━━━━━ Texto para leitura

Eram quase duas horas da manhã, faltavam apenas meia hora para Luiz Carlos Calonga voltar para seu turno no plantão do dia. Na tentativa de descansar no intervalo, ele foi chamado por um de seus quatro colegas que trabalhavam no mesmo dia. 

“Um dos agente me ligou e falou que estava com um problema no alojamento oito do bloco B, disse que estava ruim para um interno”, lembra. Com o olhar para o portão de entrada da Unei (Unidade Educacional de Internação) Dom Bosco, Luiz disse que até avisou para verem a situação apenas no outro dia de manhã, pela falta de energia, mas acabou resolvendo verificar o acontecido. 

“Eles estavam batendo no interno, eram dois batendo nele. Tinham até uma estaca de madeira que eles fizeram e iam perfurar o interno”. Ele ficou na janela da cela, esperando os outros colegas chegarem. “Quando chegaram, nós quatro entramos, só que as celas estavam todas abertas, tinha uns 15 caras no corredor do bloco. E lá é fechado, não dá pra ver. Quando tem câmera a gente ainda vê, mas não tem aqui. Então quando abrimos, explodiu para cima da gente os 15 caras”, lembra do momento.

━━━━━━━━━━
━━━━━ Extrato de dados

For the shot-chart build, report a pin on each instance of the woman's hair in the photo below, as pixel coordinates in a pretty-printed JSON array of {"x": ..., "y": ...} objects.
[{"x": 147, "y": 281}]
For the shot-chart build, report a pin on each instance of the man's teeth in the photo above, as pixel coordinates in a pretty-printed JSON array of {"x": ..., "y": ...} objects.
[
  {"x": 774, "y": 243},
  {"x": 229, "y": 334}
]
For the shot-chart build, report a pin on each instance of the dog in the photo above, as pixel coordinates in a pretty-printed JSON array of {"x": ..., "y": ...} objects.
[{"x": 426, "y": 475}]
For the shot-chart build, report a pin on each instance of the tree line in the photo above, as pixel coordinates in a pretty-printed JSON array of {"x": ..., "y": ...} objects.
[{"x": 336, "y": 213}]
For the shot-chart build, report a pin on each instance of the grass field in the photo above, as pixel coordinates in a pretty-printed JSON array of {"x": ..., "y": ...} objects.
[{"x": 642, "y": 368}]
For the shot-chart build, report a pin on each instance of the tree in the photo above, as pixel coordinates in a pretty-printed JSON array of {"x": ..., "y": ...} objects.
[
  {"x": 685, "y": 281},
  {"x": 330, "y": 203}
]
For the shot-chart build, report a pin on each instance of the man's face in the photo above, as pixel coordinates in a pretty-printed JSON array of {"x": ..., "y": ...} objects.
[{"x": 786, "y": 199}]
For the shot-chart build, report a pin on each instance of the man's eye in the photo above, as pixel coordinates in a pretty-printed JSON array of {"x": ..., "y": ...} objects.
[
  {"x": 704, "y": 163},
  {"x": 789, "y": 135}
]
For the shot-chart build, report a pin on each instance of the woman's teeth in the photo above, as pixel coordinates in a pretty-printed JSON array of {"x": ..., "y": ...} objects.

━━━━━━━━━━

_Instruções do exercício_:
1. Diga se cada afirmação concorda com o relato sobre a Unei Dom Bosco, respondendo sim ou não e citando as palavras do relato que decidem: (a) Luiz foi chamado por um colega enquanto tentava descansar no intervalo; (b) havia câmera no bloco que permitia ver o corredor; (c) eram três internos batendo no interno.
2. Retome o relato sobre a Unei Dom Bosco e continue-o a partir da última frase.

_Tarefas resolvidas_:
1.
(a) Sim. "Na tentativa de descansar no intervalo, ele foi chamado por um de seus quatro colegas que trabalhavam no mesmo dia."
(b) Não. "Quando tem câmera a gente ainda vê, mas não tem aqui."
(c) Não. "eram dois batendo nele."

2.
Calonga também lembra que a situação poderia ter sido evitada se a unidade tivesse um sistema de câmera de segurança ou pelo menos um gerador de energia para garantir a iluminação. “Então como aqui não tem câmera, não tinha como a gente ver, e essa é uma situação complicada. Que se a gente não entra para tirar e eles matarem o outro, acusam a gente de omissão, o que fica pior ainda para nós. Então a gente acaba entrando, e nós entramos”.

'Foi um terror', lembra agente da Unei que estava no momento da fuga
Foto: Marcos Ermínio, Midiamax

Os medos diários

O agente da unidade afirma que essas tentativas acontecem praticamente todos os dias. Um pouco nervoso, ele conta de uma noite em que parecia que alguma ação grande aconteceria. “Mês passado, eram umas duas horas da manhã também, no escuro, porque muitas vezes a gente não tem luz aqui, eu ouvi fogos vindo daqui da frente [aponta para o pátio cheio de árvores]. Então pensa, duas horas da manhã um cara sai da cidade e solta fogos na , é claro que é alguma coisa, avisando algo. E eu lá dentro, sozinho, andando na ronda, comecei a perceber os internos acordados, rindo e conversando”, detalhou os momentos de tensão que já passou.

Trabalhando entre a escuridão, Luiz admite que já passou por maus bocados durantes os sete anos de agente na Unei. Mas segundo o servidor, nenhuma situação foi tão traumatizante quanto a da fuga e motim da última segunda-feira (16).

“Olha, eu nunca passei por tanto medo na minha vida. Eu tô com mais de 50 anos e já passei por muita coisa na minha vida, mas medo igual aquele nunca vivi. Foi um terror mesmo, ver eles todos com as caras amarradas cobrindo os rostos, como se fossem bandidos. E na saída, depois que eles viram que dois agentes tiveram que correr eles começaram a cantar uma do PCC. E nisso eu fiquei para trás, fiquei no escuro ali, foi o que acabou me ajudando. Foi difícil, não foi fácil não”, lembra.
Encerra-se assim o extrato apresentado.